_Written problem_. Find every line in the data below that contains the string "front", and copy each of those lines in full. Matches are case-sensitive.

_Records to use_.
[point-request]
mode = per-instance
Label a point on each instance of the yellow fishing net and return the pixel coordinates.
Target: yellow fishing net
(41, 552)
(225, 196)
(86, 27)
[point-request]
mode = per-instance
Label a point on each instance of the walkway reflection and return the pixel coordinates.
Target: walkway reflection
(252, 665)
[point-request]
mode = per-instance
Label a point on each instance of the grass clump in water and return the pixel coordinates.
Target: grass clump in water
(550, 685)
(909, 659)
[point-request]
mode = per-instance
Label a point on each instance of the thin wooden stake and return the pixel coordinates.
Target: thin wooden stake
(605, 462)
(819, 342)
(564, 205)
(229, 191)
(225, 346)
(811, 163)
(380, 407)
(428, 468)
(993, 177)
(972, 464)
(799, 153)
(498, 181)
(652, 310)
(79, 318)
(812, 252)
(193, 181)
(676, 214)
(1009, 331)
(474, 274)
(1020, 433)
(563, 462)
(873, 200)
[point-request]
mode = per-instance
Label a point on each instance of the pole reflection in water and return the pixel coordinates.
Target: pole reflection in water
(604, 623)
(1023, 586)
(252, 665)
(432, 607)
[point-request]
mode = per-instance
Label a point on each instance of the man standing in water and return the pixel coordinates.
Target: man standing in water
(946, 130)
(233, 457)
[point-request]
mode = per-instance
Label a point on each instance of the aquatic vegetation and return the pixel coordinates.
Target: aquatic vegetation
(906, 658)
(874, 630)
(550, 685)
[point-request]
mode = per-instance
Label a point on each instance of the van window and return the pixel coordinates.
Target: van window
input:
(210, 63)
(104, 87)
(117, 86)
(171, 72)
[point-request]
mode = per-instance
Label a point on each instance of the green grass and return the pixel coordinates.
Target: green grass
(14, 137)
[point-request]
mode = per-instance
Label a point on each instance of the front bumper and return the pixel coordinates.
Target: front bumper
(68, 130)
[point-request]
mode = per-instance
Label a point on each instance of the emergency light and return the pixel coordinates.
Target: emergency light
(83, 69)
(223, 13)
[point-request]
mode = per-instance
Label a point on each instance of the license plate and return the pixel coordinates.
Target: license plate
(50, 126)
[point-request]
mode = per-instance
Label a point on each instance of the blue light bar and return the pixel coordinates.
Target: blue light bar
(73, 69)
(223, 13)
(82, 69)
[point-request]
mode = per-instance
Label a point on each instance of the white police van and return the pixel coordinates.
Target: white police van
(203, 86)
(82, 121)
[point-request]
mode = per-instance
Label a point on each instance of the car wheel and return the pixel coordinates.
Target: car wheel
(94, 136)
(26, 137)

_The reply_.
Label a point on each instance of the front bumper and return the pixel coordinates.
Target: front bumper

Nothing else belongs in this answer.